THE TASK:
If a line in the entries contains the string "instance", include that line in your answer.

ENTRIES SHOWN:
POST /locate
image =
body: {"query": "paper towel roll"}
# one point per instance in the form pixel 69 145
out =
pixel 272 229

==

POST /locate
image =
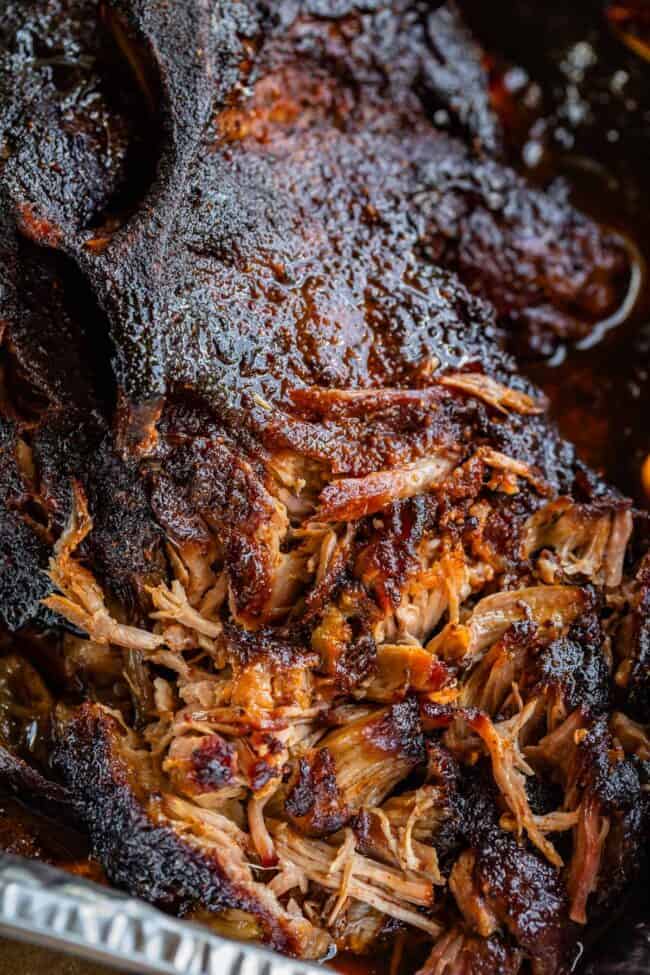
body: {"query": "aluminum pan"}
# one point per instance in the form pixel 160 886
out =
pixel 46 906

WRITTEN RESPONSE:
# one point per instance in the form pixel 69 145
# one point per instance in the form pixel 160 886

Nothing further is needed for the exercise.